What is asked:
Pick out every line in the records below that contains the string "Target", and copy each of those lines.

Material shown:

---

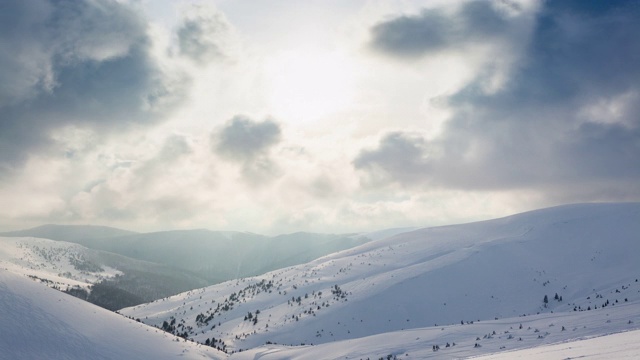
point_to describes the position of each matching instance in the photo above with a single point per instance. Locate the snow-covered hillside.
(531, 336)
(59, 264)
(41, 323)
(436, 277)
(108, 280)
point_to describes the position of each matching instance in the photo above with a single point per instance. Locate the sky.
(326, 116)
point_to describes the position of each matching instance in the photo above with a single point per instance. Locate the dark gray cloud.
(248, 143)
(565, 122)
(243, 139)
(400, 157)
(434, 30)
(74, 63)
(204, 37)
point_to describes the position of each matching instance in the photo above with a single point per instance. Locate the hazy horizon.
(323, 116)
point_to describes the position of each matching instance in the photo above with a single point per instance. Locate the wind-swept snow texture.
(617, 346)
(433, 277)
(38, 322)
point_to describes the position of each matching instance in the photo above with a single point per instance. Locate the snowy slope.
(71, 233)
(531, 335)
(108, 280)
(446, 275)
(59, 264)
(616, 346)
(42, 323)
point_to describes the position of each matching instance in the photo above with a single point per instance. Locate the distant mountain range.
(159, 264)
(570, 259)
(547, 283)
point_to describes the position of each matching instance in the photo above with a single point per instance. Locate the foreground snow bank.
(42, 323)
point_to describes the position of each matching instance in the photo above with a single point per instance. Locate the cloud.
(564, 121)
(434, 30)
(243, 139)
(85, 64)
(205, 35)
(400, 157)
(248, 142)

---

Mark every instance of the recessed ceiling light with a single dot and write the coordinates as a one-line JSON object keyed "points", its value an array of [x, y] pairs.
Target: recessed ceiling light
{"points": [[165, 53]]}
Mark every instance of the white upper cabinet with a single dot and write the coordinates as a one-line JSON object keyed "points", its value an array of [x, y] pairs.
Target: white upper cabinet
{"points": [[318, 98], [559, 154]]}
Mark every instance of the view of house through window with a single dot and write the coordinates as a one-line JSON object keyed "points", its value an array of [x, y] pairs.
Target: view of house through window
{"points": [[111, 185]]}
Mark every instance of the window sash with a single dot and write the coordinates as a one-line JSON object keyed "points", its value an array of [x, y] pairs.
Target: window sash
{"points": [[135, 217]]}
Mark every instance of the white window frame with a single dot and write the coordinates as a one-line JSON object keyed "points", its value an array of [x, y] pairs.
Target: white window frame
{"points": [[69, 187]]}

---

Written reply:
Target: recessed ceiling light
Target: white upper cabinet
Target: view of house through window
Target: window sash
Target: white window frame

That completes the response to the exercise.